#### BEREITGESTELLTE EINTRÄGE

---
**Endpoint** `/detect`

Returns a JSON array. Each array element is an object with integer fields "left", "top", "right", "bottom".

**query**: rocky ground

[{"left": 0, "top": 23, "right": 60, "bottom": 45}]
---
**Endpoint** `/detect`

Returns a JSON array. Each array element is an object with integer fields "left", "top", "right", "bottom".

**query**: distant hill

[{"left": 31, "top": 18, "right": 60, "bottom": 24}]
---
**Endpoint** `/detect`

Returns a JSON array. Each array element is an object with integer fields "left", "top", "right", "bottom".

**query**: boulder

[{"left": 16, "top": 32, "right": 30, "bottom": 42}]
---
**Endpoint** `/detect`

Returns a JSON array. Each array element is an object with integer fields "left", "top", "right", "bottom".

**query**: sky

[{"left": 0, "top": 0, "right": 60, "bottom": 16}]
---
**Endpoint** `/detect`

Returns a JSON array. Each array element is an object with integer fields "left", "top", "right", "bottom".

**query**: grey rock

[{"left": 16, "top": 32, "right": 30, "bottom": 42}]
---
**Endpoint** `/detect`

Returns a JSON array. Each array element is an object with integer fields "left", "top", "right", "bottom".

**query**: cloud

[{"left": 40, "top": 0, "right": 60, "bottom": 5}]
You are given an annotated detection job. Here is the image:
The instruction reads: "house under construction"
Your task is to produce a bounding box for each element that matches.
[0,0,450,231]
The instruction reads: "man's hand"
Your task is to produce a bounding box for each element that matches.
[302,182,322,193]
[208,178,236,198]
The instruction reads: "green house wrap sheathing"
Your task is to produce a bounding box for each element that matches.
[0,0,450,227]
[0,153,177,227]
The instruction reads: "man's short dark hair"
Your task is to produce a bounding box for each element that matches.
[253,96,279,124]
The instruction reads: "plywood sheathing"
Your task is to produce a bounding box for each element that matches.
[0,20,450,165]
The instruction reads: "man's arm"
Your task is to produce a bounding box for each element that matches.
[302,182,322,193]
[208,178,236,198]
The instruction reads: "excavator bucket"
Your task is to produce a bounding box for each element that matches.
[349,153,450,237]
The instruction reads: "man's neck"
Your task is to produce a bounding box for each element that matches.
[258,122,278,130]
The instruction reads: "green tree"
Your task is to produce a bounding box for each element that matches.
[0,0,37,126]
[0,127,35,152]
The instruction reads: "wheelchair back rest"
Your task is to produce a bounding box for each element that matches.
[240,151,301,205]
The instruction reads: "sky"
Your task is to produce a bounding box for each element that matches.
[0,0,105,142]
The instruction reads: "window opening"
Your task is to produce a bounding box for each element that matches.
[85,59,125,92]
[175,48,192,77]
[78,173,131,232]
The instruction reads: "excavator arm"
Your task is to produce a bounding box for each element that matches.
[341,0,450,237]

########

• **AUFGABENBESCHREIBUNG**
Wandle den Abschnitt der Einträge oben von der Zeile mit „You are given“ bis zur Zeile mit „[240,151,301,205]“, beide eingeschlossen, in eine JSON-Liste aus Zeichenketten um, mit genau einer Zeichenkette pro Zeile. Leerzeilen lässt du dabei weg.

• **ERGEBNIS DER ÜBUNG**
[
  "You are given an annotated detection job. Here is the image:",
  "The instruction reads: \"house under construction\"",
  "Your task is to produce a bounding box for each element that matches.",
  "[0,0,450,231]",
  "The instruction reads: \"man's hand\"",
  "Your task is to produce a bounding box for each element that matches.",
  "[302,182,322,193]",
  "[208,178,236,198]",
  "The instruction reads: \"green house wrap sheathing\"",
  "Your task is to produce a bounding box for each element that matches.",
  "[0,0,450,227]",
  "[0,153,177,227]",
  "The instruction reads: \"man's short dark hair\"",
  "Your task is to produce a bounding box for each element that matches.",
  "[253,96,279,124]",
  "The instruction reads: \"plywood sheathing\"",
  "Your task is to produce a bounding box for each element that matches.",
  "[0,20,450,165]",
  "The instruction reads: \"man's arm\"",
  "Your task is to produce a bounding box for each element that matches.",
  "[302,182,322,193]",
  "[208,178,236,198]",
  "The instruction reads: \"excavator bucket\"",
  "Your task is to produce a bounding box for each element that matches.",
  "[349,153,450,237]",
  "The instruction reads: \"man's neck\"",
  "Your task is to produce a bounding box for each element that matches.",
  "[258,122,278,130]",
  "The instruction reads: \"green tree\"",
  "Your task is to produce a bounding box for each element that matches.",
  "[0,0,37,126]",
  "[0,127,35,152]",
  "The instruction reads: \"wheelchair back rest\"",
  "Your task is to produce a bounding box for each element that matches.",
  "[240,151,301,205]"
]